Task objective — Output the entire listing that follows verbatim.

Supplied data —
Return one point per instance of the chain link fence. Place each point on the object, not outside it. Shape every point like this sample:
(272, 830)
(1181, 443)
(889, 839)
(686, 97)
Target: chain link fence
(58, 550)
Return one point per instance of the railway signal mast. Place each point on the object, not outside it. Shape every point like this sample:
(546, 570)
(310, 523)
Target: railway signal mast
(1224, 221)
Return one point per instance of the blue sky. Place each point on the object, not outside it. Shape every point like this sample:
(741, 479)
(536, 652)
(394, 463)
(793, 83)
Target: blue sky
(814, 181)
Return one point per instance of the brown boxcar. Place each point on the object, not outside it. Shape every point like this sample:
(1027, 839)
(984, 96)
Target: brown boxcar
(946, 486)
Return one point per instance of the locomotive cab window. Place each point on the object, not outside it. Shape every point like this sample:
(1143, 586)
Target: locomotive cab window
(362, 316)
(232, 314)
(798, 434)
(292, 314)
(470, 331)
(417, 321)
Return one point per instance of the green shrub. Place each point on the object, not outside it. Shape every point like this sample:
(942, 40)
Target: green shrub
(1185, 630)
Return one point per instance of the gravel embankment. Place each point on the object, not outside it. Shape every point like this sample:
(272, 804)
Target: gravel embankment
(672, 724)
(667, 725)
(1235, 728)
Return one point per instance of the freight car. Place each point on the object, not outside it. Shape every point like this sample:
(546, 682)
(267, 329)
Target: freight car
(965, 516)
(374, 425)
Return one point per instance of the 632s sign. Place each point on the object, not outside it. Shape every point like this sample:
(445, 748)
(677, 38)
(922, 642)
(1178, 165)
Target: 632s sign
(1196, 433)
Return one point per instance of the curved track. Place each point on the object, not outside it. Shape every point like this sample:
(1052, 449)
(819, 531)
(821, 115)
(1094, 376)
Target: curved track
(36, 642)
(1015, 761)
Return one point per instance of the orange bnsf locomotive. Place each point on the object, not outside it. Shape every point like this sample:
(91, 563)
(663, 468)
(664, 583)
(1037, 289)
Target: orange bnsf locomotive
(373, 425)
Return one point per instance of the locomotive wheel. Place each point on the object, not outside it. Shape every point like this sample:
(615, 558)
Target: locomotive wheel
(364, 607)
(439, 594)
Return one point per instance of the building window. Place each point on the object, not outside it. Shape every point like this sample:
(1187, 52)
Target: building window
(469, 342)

Problem solution —
Return one point per instance of the chain link fence. Place each point on the object, not outside it. Shape every point like this sample:
(272, 830)
(1181, 443)
(889, 839)
(686, 97)
Target: chain link fence
(58, 550)
Return one point per instance of the railway signal mast. Place each point on the object, not outside it. Shape every point like this sample:
(546, 570)
(310, 523)
Target: railway signal mast
(1224, 221)
Return one point per instance of the blue sky. Place each point on the object, not outside it. Shape every point like this sample:
(741, 479)
(536, 652)
(394, 463)
(793, 83)
Target: blue sky
(814, 181)
Return one point per instance of the brown boxcar. Place each point on the object, not outside it. Shape every point like this sample:
(1027, 839)
(984, 96)
Target: brown boxcar
(946, 486)
Return one point per instance of the locomotive cab window. Place each point on the object, not outside it. Shape every point like this sample:
(1143, 586)
Target: locomotive cab window
(362, 316)
(232, 314)
(798, 434)
(292, 314)
(470, 331)
(417, 321)
Return one point per instance of the green shrub. Place each point on the object, not outside it. Shape every point like this sample:
(942, 40)
Target: green shrub
(1185, 630)
Return one point per instance of the gravel embankment. Place each point on the object, not outside it. Shape every point like this sample:
(272, 804)
Target: gravel embankment
(672, 724)
(667, 725)
(1235, 728)
Return one point per instance of the freight car. Place each point on the object, not outside it. Shape every point like this sample:
(546, 682)
(267, 329)
Target: freight car
(965, 516)
(374, 425)
Return one point per instance of the 632s sign. Place each point on the object, not outside it. Shape every point like this sample:
(445, 748)
(677, 38)
(922, 642)
(1178, 165)
Target: 632s sign
(1196, 433)
Return one point per instance of the curved track. Place each point on the object, not outside it. Shape every point like this sample:
(1052, 449)
(819, 531)
(821, 115)
(1094, 376)
Target: curved track
(36, 642)
(1015, 761)
Return one point per instance of the orange bnsf locomotive. Place each point on the object, not outside it. Shape every point like this sample:
(91, 563)
(663, 468)
(664, 583)
(1037, 289)
Target: orange bnsf locomotive
(373, 425)
Return one point per instance of the locomotive wheel. Place each point on the object, not outside it. Shape every point like this sample:
(615, 558)
Target: locomotive wheel
(364, 607)
(439, 594)
Return one point per instance of the building window. Place each point on the object, not outside it. Shape every point like this sample:
(1187, 52)
Target: building window
(469, 342)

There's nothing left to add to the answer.